**Prompt**
Reproduce the entries below, swapping each occurrence of "Query" for "Target" and leaving every other character unchanged.

Object location annotation entries
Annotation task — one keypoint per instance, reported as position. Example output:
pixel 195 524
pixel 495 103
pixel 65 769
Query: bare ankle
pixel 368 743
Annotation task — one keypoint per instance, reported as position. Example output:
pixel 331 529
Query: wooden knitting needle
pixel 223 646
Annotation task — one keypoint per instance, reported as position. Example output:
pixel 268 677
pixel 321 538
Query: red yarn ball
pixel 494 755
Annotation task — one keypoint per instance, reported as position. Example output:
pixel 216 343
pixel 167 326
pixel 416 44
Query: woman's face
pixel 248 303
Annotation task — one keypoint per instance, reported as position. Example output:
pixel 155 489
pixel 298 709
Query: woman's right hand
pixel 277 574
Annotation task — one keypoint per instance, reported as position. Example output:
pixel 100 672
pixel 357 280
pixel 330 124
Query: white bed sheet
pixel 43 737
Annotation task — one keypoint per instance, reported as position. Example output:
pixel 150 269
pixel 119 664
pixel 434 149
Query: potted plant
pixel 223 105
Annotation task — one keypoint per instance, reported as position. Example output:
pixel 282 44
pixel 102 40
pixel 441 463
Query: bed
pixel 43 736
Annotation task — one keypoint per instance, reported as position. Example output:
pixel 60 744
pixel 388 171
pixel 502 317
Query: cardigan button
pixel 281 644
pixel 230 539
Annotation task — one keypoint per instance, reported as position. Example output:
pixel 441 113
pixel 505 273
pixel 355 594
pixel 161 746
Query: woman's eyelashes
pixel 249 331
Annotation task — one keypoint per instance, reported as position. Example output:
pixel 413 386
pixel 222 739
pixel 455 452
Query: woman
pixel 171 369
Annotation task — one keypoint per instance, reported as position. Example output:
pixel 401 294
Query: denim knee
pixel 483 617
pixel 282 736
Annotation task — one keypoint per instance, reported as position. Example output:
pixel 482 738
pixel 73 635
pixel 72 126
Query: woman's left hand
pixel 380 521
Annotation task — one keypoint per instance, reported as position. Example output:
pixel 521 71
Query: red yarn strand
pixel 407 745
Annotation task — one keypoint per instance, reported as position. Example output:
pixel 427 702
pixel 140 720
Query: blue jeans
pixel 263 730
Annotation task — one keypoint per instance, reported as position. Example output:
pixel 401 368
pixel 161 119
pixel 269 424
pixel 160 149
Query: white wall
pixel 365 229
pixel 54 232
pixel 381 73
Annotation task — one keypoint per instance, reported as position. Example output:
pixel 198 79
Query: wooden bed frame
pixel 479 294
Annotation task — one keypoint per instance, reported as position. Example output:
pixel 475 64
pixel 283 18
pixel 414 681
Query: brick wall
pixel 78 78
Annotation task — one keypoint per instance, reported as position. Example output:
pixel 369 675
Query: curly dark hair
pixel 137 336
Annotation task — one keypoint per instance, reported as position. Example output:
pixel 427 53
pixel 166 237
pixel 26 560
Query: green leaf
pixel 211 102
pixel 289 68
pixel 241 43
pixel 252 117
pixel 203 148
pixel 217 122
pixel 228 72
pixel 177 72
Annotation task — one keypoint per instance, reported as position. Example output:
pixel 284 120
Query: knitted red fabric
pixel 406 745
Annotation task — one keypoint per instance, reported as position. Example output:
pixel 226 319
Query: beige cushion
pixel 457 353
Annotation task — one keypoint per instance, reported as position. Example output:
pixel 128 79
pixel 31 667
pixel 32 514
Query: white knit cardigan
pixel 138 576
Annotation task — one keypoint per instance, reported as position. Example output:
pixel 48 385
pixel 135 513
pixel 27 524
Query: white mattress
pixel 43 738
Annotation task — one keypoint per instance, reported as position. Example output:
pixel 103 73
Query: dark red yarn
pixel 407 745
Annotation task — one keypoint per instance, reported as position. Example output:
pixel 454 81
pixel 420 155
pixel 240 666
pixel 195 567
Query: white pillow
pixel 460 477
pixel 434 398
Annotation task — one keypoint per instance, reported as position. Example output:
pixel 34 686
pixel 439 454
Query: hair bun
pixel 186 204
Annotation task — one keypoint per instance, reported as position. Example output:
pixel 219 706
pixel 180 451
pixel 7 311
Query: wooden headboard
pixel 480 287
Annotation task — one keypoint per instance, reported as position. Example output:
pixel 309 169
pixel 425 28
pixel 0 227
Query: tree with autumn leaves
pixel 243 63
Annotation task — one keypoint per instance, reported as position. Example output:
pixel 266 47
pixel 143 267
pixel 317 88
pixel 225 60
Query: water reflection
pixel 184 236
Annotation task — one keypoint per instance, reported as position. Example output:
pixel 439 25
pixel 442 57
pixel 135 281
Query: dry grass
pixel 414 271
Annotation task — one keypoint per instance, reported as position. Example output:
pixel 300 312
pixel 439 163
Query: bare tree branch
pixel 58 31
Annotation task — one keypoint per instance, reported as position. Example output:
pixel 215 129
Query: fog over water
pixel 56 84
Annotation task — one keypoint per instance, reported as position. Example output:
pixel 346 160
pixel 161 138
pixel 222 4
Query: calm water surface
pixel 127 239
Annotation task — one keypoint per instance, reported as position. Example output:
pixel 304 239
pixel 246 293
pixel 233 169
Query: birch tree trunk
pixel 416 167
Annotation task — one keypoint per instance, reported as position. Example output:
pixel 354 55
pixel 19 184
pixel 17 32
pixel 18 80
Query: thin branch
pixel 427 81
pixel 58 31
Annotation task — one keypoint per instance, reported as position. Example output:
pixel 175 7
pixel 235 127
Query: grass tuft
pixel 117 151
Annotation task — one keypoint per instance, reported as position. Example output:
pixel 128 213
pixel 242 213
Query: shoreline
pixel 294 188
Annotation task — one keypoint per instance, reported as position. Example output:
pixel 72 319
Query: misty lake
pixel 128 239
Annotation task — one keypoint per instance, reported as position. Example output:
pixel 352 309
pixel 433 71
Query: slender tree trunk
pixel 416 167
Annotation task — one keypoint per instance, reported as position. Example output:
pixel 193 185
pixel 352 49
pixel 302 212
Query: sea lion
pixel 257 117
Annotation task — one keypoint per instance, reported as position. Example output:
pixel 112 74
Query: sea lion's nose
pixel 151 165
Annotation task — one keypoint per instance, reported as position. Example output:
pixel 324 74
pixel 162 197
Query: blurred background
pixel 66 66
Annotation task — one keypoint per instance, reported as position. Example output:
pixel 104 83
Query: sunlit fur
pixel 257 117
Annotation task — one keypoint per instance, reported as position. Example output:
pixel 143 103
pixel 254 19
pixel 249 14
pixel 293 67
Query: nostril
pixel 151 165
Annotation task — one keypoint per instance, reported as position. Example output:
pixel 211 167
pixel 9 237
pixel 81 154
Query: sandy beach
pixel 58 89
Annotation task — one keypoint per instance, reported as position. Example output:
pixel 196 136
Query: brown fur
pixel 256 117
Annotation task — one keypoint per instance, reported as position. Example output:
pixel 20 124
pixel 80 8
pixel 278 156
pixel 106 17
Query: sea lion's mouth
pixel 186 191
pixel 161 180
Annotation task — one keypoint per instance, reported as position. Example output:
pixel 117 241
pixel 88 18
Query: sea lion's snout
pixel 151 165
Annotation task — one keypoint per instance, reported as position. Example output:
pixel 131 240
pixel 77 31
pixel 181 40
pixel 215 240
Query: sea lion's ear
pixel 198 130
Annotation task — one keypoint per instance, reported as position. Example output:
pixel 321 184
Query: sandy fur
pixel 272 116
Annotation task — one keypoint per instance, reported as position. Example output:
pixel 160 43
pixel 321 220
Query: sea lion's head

**Exercise output**
Annotation task — one keypoint per instance, reported as position. Example output:
pixel 195 524
pixel 495 103
pixel 65 769
Target: bare ankle
pixel 368 743
Annotation task — one keypoint per instance, reported as position. Example output:
pixel 331 529
Target: wooden knitting needle
pixel 223 646
Annotation task — one keypoint per instance, reported as position. Example output:
pixel 268 677
pixel 321 538
Target: red yarn ball
pixel 494 755
Annotation task — one keypoint per instance, reported as position. Example output:
pixel 216 343
pixel 167 326
pixel 416 44
Target: woman's face
pixel 248 303
Annotation task — one keypoint per instance, reported as position. Example output:
pixel 155 489
pixel 298 709
Target: woman's right hand
pixel 277 574
Annotation task — one keypoint per instance, reported as position. Example output:
pixel 100 672
pixel 357 280
pixel 330 124
Target: white bed sheet
pixel 43 737
Annotation task — one keypoint per instance, reported as position. Example output:
pixel 150 269
pixel 119 664
pixel 434 149
Target: potted plant
pixel 223 105
Annotation task — one keypoint per instance, reported as position. Example output:
pixel 282 44
pixel 102 40
pixel 441 463
Target: bed
pixel 43 736
Annotation task — one keypoint per instance, reported as position. Example output:
pixel 60 744
pixel 388 171
pixel 502 317
Target: cardigan button
pixel 281 644
pixel 230 539
Annotation task — one keypoint per instance, reported as position. Example output:
pixel 441 113
pixel 505 273
pixel 355 594
pixel 161 746
Target: woman's eyelashes
pixel 249 331
Annotation task — one keypoint per instance, reported as position. Example output:
pixel 413 386
pixel 222 739
pixel 455 452
Target: woman
pixel 171 369
Annotation task — one keypoint per instance, reported as position. Example output:
pixel 401 294
Target: denim knee
pixel 483 617
pixel 282 736
Annotation task — one keypoint per instance, reported as position. Example output:
pixel 482 738
pixel 73 635
pixel 72 126
Target: woman's left hand
pixel 380 521
Annotation task — one keypoint per instance, reported as position. Example output:
pixel 521 71
Target: red yarn strand
pixel 407 745
Annotation task — one keypoint per instance, reported as position. Example output:
pixel 427 702
pixel 140 720
Target: blue jeans
pixel 263 730
Annotation task — one keypoint per instance, reported as position. Example output:
pixel 401 368
pixel 161 119
pixel 269 424
pixel 160 149
Target: white wall
pixel 365 229
pixel 54 232
pixel 381 73
Annotation task — one keypoint per instance, reported as position. Example output:
pixel 198 79
Target: wooden bed frame
pixel 479 294
Annotation task — one keypoint per instance, reported as position. Example output:
pixel 475 64
pixel 283 18
pixel 414 681
Target: brick wall
pixel 78 78
Annotation task — one keypoint per instance, reported as position. Example output:
pixel 369 675
Target: curly dark hair
pixel 137 336
Annotation task — one keypoint per instance, reported as position. Example output:
pixel 427 53
pixel 166 237
pixel 26 560
Target: green leaf
pixel 211 102
pixel 289 68
pixel 241 43
pixel 252 117
pixel 203 148
pixel 217 122
pixel 228 72
pixel 177 72
Annotation task — one keypoint per instance, reported as position. Example output:
pixel 284 120
Target: knitted red fabric
pixel 406 745
Annotation task — one keypoint per instance, reported as position. Example output:
pixel 226 319
Target: beige cushion
pixel 457 353
Annotation task — one keypoint per instance, reported as position. Example output:
pixel 128 79
pixel 31 667
pixel 32 514
Target: white knit cardigan
pixel 138 576
Annotation task — one keypoint per instance, reported as position. Example output:
pixel 48 385
pixel 135 513
pixel 27 524
Target: white mattress
pixel 43 738
Annotation task — one keypoint per instance, reported as position. Example output:
pixel 103 73
Target: dark red yarn
pixel 407 745
Annotation task — one keypoint per instance, reported as position. Example output:
pixel 454 81
pixel 420 155
pixel 240 666
pixel 195 567
Target: white pillow
pixel 460 477
pixel 434 398
Annotation task — one keypoint per instance, reported as position. Example output:
pixel 34 686
pixel 439 454
Target: hair bun
pixel 186 204
Annotation task — one keypoint per instance, reported as position. Example output:
pixel 219 706
pixel 180 451
pixel 7 311
Target: wooden headboard
pixel 480 287
Annotation task — one keypoint per instance, reported as position. Example output:
pixel 309 169
pixel 425 28
pixel 0 227
Target: tree with autumn leaves
pixel 243 63
Annotation task — one keypoint per instance, reported as position. Example output:
pixel 266 47
pixel 143 267
pixel 317 88
pixel 225 60
Target: water reflection
pixel 184 236
Annotation task — one keypoint per instance, reported as position. Example output:
pixel 439 25
pixel 442 57
pixel 135 281
Target: dry grass
pixel 414 271
Annotation task — one keypoint per instance, reported as position. Example output:
pixel 300 312
pixel 439 163
Target: bare tree branch
pixel 58 31
Annotation task — one keypoint per instance, reported as position. Example output:
pixel 215 129
Target: fog over water
pixel 56 84
Annotation task — one keypoint per instance, reported as position. Example output:
pixel 346 160
pixel 161 138
pixel 222 4
Target: calm water surface
pixel 127 239
Annotation task — one keypoint per instance, reported as position. Example output:
pixel 304 239
pixel 246 293
pixel 233 169
Target: birch tree trunk
pixel 416 167
Annotation task — one keypoint per instance, reported as position. Example output:
pixel 354 55
pixel 19 184
pixel 17 32
pixel 18 80
Target: thin branch
pixel 427 81
pixel 58 31
Annotation task — one keypoint per instance, reported as position. Example output:
pixel 175 7
pixel 235 127
Target: grass tuft
pixel 117 151
Annotation task — one keypoint per instance, reported as position. Example output:
pixel 128 213
pixel 242 213
Target: shoreline
pixel 294 188
Annotation task — one keypoint per instance, reported as position. Example output:
pixel 72 319
Target: misty lake
pixel 128 239
Annotation task — one keypoint per instance, reported as position. Example output:
pixel 352 309
pixel 433 71
Target: slender tree trunk
pixel 416 167
Annotation task — one keypoint per instance, reported as position. Example output:
pixel 193 185
pixel 352 49
pixel 302 212
Target: sea lion
pixel 257 117
Annotation task — one keypoint per instance, reported as position. Example output:
pixel 112 74
Target: sea lion's nose
pixel 151 165
Annotation task — one keypoint per instance, reported as position. Example output:
pixel 324 74
pixel 162 197
Target: blurred background
pixel 66 66
Annotation task — one keypoint per instance, reported as position. Example output:
pixel 104 83
Target: sunlit fur
pixel 257 117
Annotation task — one keypoint per instance, reported as position. Example output:
pixel 143 103
pixel 254 19
pixel 249 14
pixel 293 67
Target: nostril
pixel 151 165
Annotation task — one keypoint per instance, reported as position. Example output:
pixel 211 167
pixel 9 237
pixel 81 154
Target: sandy beach
pixel 58 89
Annotation task — one keypoint per instance, reported as position. Example output:
pixel 196 136
Target: brown fur
pixel 256 117
Annotation task — one keypoint per instance, reported as position. Example output:
pixel 20 124
pixel 80 8
pixel 278 156
pixel 106 17
Target: sea lion's mouth
pixel 186 191
pixel 161 180
Annotation task — one keypoint per instance, reported as position. Example output:
pixel 117 241
pixel 88 18
Target: sea lion's snout
pixel 151 165
Annotation task — one keypoint per instance, reported as position. Example output:
pixel 131 240
pixel 77 31
pixel 181 40
pixel 215 240
Target: sea lion's ear
pixel 198 130
Annotation task — one keypoint per instance, reported as position. Example output:
pixel 321 184
Target: sandy fur
pixel 272 116
Annotation task — one keypoint per instance, reported as position. Example output:
pixel 160 43
pixel 321 220
Target: sea lion's head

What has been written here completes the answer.